--- START Given text ---

Play with MDPDataset

d3rlpy provides MDPDataset, a dedicated dataset structure for offline RL. In this tutorial, you can learn how to play with MDPDataset. Check MDPDataset for more information.

Prepare Dataset

In this tutorial, let’s use a built-in dataset for CartPole-v0.

# prepare dataset
dataset, _ = d3rlpy.datasets.get_dataset("cartpole-random")

Understand Episode and Transition

MDPDataset hierarchically structures the dataset into Episode and Transition.

../_images/mdp_dataset.png

You can interact with this underlying data structure.

# first episode
episode = dataset.episodes[0]

# access to episode data
episode.observations
episode.actions
episode.rewards

# first transition
transition = episode.transitions[0]

# access to tuple
transition.observation
transition.action
transition.reward
transition.next_observation

# linked list structure
next_transition = transition.next_transition
assert transition is next_transition.prev_transition

Feed MDPDataset to Algorithm

There are multiple ways to feed datasets to algorithms for offline RL.

dqn = d3rlpy.algos.DQN()

# feed as MDPDataset
dqn.fit(dataset, n_steps=10000)

# feed as Episode
dqn.fit(dataset.episodes, n_steps=10000)

# feed as Transition
transitions = []
for episode in dataset.episodes:
    transitions.extend(episode.transitions)
dqn.fit(transitions, n_steps=10000)

The advantage of this design is that you can split datasets in both episode-wise and transition-wise. If you split datasets in episode-wise manner, you can completely remove all transitions included in test episodes, which makes valiadtion work better.

# use scikit-learn utility
from sklearn.model_selection import train_test_split

# episode-wise split
train_episodes, test_episodes = train_test_split(dataset.episodes)

# setup metrics
metrics = {
  "soft_opc": d3rlpy.metrics.scorer.soft_opc_scorer(return_threshold=180),
  "initial_value": d3rlpy.metrics.scorer.initial_state_value_estimation_scorer,
}

# start training with episode-wise splits
dqn.fit(
    train_episodes,
    n_steps=10000,
    scorers=metrics,
    eval_episodes=test_episodes,
)

Mix Datasets

You can also mix multiple datasets to train algorithms.

replay_dataset, _ = d3rlpy.datasets.get_dataset("cartpole-replay")

# extends replay dataset with random dataset
replay_dataset.extend(dataset)

# you can also save it and load it later
replay_dataset.dump("mixed_dataset.h5")
mixed_dataset = MDPDataset.load("mixed_dataset.h5")

--- END Given text ---
--- START Information supplied ---

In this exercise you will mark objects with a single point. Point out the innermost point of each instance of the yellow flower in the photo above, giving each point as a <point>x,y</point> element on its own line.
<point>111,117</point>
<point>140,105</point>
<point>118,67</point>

--- END Information supplied ---

**Goal:** Transcribe the part of the MDPDataset tutorial between "dqn.fit(transitions, n_steps=10000)" and "valiadtion work better.", inclusive.

**Result below:**
dqn.fit(transitions, n_steps=10000)

The advantage of this design is that you can split datasets in both episode-wise and transition-wise. If you split datasets in episode-wise manner, you can completely remove all transitions included in test episodes, which makes valiadtion work better.